- [Set task]
Can you copy out, word for word, only the part of the rows below that opens with the line containing "Annotate the distant" and closes with the line containing "<point>250,116</point>", including both of those lines?

- [Data records]
= = = =
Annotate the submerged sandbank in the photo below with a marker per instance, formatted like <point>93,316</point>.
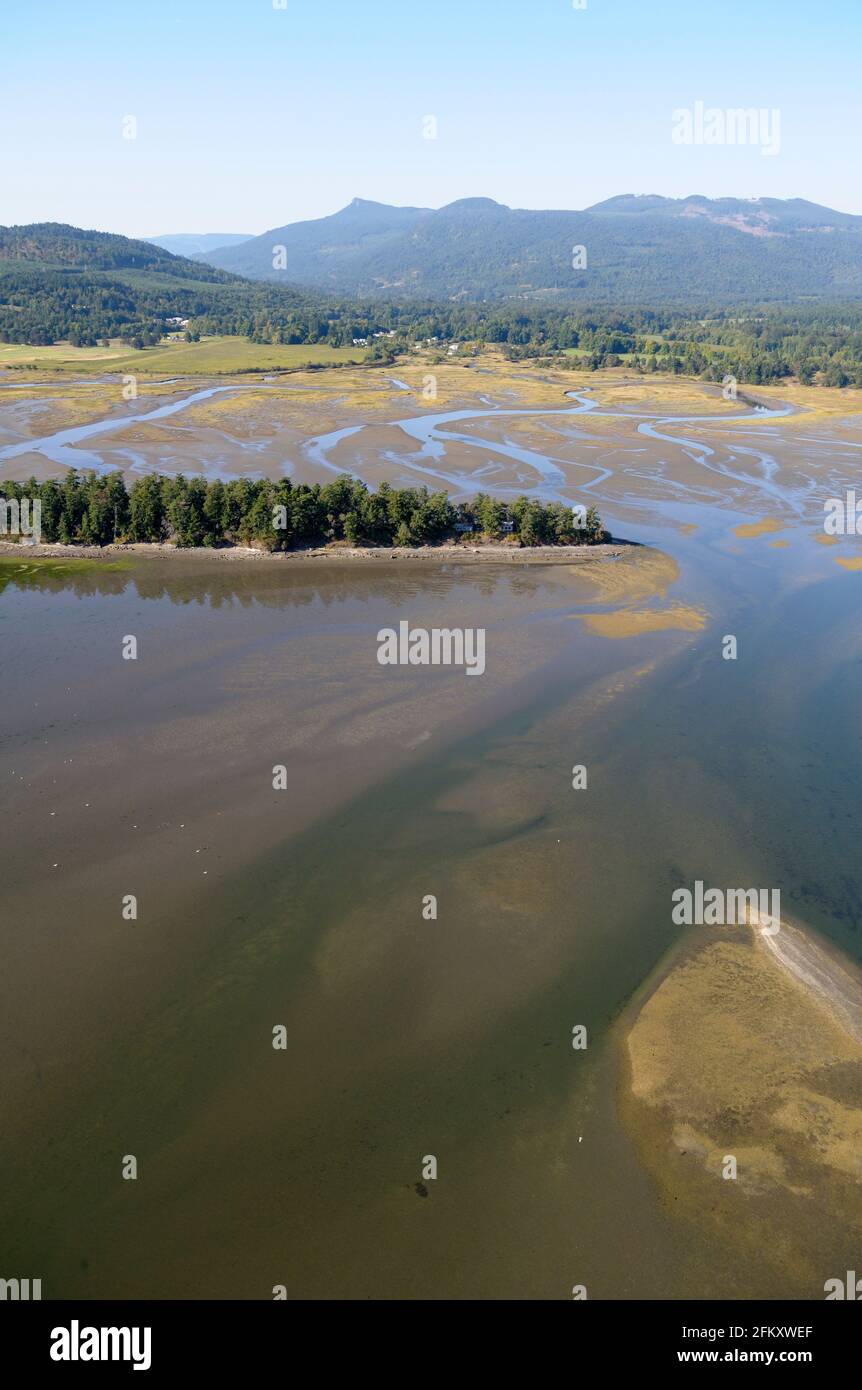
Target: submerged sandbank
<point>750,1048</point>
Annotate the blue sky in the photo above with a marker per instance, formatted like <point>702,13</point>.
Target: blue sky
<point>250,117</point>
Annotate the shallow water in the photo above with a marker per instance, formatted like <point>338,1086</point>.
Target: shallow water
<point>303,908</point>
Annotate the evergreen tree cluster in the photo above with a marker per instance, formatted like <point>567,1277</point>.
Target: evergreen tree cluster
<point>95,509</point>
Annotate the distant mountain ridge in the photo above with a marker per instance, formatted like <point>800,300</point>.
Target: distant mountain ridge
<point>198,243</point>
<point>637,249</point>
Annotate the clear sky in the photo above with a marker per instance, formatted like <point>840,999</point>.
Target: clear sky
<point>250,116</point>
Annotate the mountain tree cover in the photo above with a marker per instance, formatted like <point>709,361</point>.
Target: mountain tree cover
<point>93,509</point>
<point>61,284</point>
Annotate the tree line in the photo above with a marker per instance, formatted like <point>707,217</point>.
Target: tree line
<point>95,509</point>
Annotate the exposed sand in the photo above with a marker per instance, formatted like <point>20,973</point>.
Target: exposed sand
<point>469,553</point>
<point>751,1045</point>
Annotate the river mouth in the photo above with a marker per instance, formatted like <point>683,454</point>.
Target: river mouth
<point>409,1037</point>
= = = =
- [Exercise answer]
Annotate the distant mountain ridge in the photo above with a marker per instance, formatted like <point>800,300</point>.
Target: distant mountain ridge
<point>198,243</point>
<point>637,249</point>
Annotate the clear sky in the photo above with a marker per instance, formatted like <point>840,999</point>.
Target: clear sky
<point>250,116</point>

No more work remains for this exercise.